• Supplied text

[Start of Attachment]

Yea, this is a safety blog, why the heck am I talking about kites?
Well, it started with a beautiful, sunny, windy Sunday and ended with four burnt fingers, two cut fingers, one just shy of needing stitches, and a LOT of antibacterial ointment, the good kind with the painkiller and some cool pirate bandages.
Intrigued? I would be if I weren’t a writer with a right (dominant, for me) hand covered in skulls and crossbones (Girlchild wanted a pirate party last year and these were left over party favors), and aches.
We went to fly the kite today. My husband is a kite fan, so we have some fancy ones, and today Girlchild and I were flying the rainbow galleon with 25-foot tails.
It took a few minutes to get it up in the air since it was a bit windier than we’d expected, then, suddenly, it was off! It was off so fast I had to take the reel from Girlchild because she was on the cusp of losing it.
Boy am I glad I did! The kite went nuts, up,up, up; the string was flying off so fast I could feel the friction from the reel handles in the palms of my hands. I’m not sure, now, exactly how it happened, but all of a sudden my hand was over the center of the reel, string soaring away, and it caught my fingers.
I now have friction burns across all four fingers on my right hand, cuts in the ring and little fingers with the cut in my little finger nearly ΒΌ-inch deep. The only reason I can see that this deep cut did not bleed is because the friction burn cauterized it as it cut. It hurt. A lot. An “I had to apologize to Girlchild for a word I said” kind of hurt.
I am so thankful it was me, though. If Girlchild had gotten her little hand caught like I did there’s a good chance she could have lost a finger. As much pressure as there was on the kite string it was basically acting like a cutting wire. I tried to wrap the string around a park bench so I could look at my hand, one of those rubber-coated steel benches, and the string cut through the rubber coating all the way down to the metal.
What did I learn today? Well, sometimes it’s NOT a good idea to fly a kite.
-If you go to fly and, once the kite is up, the pull pressure and resistance are so strong you cannot let a four or five-year old child hold the reel, you need to reel it in, the wind is too heavy.

[End of Attachment]

• Data under study
[Start of Attachment]

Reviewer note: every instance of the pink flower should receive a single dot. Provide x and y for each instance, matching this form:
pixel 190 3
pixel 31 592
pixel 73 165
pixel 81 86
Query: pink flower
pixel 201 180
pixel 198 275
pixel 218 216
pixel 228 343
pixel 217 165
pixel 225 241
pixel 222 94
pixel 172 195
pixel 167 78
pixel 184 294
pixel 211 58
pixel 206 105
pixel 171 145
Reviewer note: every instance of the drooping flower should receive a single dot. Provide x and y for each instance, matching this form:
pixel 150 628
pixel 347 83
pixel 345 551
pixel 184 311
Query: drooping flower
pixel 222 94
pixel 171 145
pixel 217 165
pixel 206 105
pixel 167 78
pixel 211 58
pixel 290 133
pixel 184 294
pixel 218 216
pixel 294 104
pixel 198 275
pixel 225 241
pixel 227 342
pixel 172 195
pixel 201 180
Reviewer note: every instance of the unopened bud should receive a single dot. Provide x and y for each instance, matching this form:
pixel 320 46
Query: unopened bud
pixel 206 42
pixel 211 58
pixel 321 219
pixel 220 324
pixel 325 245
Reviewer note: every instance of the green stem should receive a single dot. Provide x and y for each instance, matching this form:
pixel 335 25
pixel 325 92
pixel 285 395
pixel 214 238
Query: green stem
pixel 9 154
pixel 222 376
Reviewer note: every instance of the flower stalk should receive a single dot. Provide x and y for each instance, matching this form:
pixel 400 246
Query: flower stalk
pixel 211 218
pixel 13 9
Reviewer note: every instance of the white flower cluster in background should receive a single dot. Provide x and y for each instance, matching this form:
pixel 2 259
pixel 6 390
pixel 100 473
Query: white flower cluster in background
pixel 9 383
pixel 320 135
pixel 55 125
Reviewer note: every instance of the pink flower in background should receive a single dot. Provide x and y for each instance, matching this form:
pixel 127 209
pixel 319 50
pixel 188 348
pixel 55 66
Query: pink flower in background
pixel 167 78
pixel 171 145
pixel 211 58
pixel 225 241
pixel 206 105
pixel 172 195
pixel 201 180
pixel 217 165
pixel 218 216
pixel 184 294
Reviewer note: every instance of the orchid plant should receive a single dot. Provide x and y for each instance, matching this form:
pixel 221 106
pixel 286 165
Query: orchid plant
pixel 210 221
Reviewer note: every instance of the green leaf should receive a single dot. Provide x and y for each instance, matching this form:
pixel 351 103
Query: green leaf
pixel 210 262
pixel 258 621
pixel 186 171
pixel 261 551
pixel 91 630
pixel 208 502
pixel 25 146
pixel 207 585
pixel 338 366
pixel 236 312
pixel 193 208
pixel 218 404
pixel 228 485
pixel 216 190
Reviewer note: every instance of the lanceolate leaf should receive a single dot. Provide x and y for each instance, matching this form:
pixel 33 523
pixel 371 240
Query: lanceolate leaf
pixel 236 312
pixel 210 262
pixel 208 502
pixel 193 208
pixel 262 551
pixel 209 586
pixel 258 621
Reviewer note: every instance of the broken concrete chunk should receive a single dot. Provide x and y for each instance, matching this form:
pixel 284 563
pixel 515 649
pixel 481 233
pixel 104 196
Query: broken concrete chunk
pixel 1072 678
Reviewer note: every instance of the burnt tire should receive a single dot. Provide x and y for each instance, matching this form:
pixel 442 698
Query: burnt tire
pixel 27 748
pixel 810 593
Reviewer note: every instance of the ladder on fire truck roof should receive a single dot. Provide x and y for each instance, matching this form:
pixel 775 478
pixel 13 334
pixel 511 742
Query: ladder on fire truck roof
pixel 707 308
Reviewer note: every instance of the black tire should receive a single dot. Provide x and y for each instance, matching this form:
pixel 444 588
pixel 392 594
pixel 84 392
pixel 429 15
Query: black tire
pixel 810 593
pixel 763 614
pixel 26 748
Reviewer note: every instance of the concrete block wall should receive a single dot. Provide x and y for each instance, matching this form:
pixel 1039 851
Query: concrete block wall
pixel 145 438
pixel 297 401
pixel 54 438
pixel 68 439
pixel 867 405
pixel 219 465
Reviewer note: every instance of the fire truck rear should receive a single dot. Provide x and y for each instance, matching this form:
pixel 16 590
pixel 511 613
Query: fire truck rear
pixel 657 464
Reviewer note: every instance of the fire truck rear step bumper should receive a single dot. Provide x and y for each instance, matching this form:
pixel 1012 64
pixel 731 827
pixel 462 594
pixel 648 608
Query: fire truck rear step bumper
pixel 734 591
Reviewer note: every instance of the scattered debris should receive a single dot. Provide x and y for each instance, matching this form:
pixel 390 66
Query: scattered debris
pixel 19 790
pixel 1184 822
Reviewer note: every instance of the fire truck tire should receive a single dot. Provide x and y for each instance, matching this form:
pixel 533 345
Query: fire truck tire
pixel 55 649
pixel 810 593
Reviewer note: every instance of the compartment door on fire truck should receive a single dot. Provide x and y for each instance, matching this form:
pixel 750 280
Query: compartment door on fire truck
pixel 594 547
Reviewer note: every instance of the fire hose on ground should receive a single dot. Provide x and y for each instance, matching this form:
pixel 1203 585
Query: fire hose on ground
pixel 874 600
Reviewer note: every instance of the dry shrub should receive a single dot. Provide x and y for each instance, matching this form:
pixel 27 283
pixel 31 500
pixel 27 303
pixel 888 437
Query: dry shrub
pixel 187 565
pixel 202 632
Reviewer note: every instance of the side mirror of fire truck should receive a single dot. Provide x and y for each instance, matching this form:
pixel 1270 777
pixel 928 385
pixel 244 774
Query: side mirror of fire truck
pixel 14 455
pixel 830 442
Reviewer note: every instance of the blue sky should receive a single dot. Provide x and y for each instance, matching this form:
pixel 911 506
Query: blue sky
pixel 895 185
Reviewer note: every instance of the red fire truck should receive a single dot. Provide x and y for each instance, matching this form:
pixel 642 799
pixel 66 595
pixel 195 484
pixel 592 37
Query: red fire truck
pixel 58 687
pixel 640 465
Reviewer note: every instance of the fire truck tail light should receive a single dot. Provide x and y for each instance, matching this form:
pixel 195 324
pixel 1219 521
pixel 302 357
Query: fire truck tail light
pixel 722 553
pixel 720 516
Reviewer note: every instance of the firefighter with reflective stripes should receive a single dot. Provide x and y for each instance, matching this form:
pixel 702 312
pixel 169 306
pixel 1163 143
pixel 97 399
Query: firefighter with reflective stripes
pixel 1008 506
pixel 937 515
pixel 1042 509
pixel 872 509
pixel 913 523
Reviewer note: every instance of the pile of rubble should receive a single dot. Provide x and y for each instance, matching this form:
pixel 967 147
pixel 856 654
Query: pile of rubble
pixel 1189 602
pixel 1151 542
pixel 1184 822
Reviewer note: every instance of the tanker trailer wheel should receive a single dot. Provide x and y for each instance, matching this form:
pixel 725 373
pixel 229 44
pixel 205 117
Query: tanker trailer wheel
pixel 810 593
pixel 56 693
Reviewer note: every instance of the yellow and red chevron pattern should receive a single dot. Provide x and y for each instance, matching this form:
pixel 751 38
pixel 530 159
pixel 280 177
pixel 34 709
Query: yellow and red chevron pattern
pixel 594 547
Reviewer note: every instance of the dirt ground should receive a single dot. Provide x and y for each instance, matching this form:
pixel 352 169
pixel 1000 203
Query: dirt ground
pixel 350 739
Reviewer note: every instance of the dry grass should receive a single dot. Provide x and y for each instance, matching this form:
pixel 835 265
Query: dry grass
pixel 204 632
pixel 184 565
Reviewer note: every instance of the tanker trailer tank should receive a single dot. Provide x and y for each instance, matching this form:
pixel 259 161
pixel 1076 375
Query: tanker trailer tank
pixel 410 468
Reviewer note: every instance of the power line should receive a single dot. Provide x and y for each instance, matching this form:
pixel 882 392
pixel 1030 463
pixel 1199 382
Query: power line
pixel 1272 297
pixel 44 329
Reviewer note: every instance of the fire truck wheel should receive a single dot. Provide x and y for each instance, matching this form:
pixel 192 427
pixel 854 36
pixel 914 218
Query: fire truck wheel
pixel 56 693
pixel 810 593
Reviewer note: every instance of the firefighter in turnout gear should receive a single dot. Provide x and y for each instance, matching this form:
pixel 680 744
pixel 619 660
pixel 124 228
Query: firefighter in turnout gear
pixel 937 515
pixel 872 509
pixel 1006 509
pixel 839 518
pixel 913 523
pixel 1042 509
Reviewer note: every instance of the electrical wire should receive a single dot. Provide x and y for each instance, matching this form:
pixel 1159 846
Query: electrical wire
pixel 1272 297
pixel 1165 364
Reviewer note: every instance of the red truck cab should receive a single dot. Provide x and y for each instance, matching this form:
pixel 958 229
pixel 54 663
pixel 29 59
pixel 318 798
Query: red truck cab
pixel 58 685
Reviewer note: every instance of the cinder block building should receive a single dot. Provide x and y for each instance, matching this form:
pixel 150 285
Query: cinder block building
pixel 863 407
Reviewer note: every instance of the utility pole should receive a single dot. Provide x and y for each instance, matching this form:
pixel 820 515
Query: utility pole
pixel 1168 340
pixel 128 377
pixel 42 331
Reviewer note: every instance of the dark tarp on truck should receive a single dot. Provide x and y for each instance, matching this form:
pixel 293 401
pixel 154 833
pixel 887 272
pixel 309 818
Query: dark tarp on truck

[End of Attachment]

• About this exercise
Answer each question from the kite post, one answer per line.
(a) How long were the tails on the rainbow galleon kite?
(b) When the string was wrapped around the park bench, what did it cut through?
(c) According to the closing advice, what should you do if the pull is too strong to let a four- or five-year-old child hold the reel?

• Result of the exercise
(a) 25 feet.
(b) The bench's rubber coating, all the way down to the metal.
(c) Reel the kite in, because the wind is too heavy.